**Source material**

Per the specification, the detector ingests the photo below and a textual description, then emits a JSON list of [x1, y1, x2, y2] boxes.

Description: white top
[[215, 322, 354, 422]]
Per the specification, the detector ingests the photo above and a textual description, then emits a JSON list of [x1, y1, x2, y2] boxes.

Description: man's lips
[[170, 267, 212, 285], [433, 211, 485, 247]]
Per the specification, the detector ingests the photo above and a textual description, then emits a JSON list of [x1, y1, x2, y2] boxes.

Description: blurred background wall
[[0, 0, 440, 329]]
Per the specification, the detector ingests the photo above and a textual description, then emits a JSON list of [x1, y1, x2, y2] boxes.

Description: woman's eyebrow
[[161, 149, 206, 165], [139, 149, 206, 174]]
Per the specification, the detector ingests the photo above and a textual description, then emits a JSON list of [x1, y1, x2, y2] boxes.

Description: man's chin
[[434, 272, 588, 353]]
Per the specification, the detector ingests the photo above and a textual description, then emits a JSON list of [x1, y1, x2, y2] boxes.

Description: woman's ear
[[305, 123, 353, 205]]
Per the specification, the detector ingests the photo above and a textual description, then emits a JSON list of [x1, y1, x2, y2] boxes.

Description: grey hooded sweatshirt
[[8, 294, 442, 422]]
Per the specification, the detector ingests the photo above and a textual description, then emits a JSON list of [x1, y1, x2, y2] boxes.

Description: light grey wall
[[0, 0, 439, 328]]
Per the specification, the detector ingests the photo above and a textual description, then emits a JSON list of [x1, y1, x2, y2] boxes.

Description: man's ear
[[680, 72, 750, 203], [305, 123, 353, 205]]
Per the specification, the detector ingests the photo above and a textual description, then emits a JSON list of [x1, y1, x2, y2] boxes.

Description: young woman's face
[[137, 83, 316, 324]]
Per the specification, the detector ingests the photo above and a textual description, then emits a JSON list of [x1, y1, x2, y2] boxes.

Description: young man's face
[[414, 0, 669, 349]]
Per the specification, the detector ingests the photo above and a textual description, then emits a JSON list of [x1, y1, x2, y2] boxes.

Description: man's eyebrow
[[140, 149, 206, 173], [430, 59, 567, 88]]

**Aim**
From the rows above, collect every line that contains the word "grey" and copy each one in full.

**Solution to this task**
Description: grey hooded sweatshirt
Description: light grey wall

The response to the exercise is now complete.